▶ **Избранный отрывок**
==*==

Я воспользовался кратким пребыванием в Лондоне в последних числах февраля, чтобы обратиться к известному специалисту по сердечным болезням и узнать, какой вред причинила мне история с течью керосиновой лампы и надолго ли. Приговор был краткий и определенный: «Никаких экспедиций, – и доктор добавил: – Если вы хотите прожить дольше тех немногих лет, что вам остались, избегайте всяких значительных физических усилий».

Несмотря на это, девять месяцев спустя, 19 ноября 1922 года, я, в сопровождении почтальона-туземца, проделал по снегу 1000 километров от мыса Барроу до Коцебу и покрыл это расстояние в 10 дней, а затем еще около 180 километров от Коцебу до Диринга и 400 километров от Диринга до Номе в течение четырех последующих дней. Иначе говоря, после того как специалист по сердечным болезням вычеркнул меня в феврале из «списка живых», я в ноябре того же года совершил самые трудные санные путешествия моей жизни, покрыв фактически 1600 километров по снегу и льду, делая ежедневно в среднем около 100 километров и посвящая ночью всего несколько часов отдыху и сну.

Это было пять лет тому назад, и хотя с тех пор я много раз подвергал жестокому испытанию мои физические силы, мне тем не менее до сих пор не приходилось страдать от неприятных последствий. Я это рассказываю не для того, чтобы дискредитировать превосходного врача или похвастаться собою, но чтобы указать читателю, какие чудесные возрождающие силы содержит тело человека, который, как, например, я, с юности живет в разумных гигиенических условиях и вследствие этого сохраняет себя таким, каким создала его природа.

Зиму 1922/23 года я провел в Номе, откуда уехал в апреле, и 12 мая 1923 года вернулся в Уэнрайт. Лейтенант Омдаль воспользовался долгим ожиданием, чтобы привести в порядок аэроплан Юнкерса, который был уже совсем готов к полету. Аппарат вместо колес был поставлен на лыжи, чтобы сделать возможной посадку его на лед. Вскоре после моего приезда Омдаль предпринял первый пробный полет. При посадке левая лыжа отлетела, словно бумажная. Эта лыжа, как оказалось при обследовании, была сконструирована таким образом, что все давление на шасси приходилось на одну металлическую часть, которая была не толще обыкновенного листа оберточной бумаги. Мы не имели возможности починить лыжу, но если бы даже и починили, все равно было ясно, что необходима более совершенная конструкция, чтобы вообще рассчитывать на благополучный спуск. У нас оставался единственный выход – попробовать пустить в ход пару имевшихся у нас поплавков, предназначенных, однако, для спуска на воду. Но они тотчас же доказали свою полную непригодность. Поэтому я решил остаться в Уэнрайте, а Омдаля послать в Сиэтл за новым шасси.

==*==

▶ **Задание**
Воспроизведите без изменений часть избранного отрывка, начиная со слов «Это было пять» и продолжая вплоть до слов «создала его природа.» включительно.

▶ **Фрагмент данных**

==*==

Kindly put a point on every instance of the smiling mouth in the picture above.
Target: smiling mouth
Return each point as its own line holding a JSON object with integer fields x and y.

==*==

▶ **Ответ к упражнению**
Это было пять лет тому назад, и хотя с тех пор я много раз подвергал жестокому испытанию мои физические силы, мне тем не менее до сих пор не приходилось страдать от неприятных последствий. Я это рассказываю не для того, чтобы дискредитировать превосходного врача или похвастаться собою, но чтобы указать читателю, какие чудесные возрождающие силы содержит тело человека, который, как, например, я, с юности живет в разумных гигиенических условиях и вследствие этого сохраняет себя таким, каким создала его природа.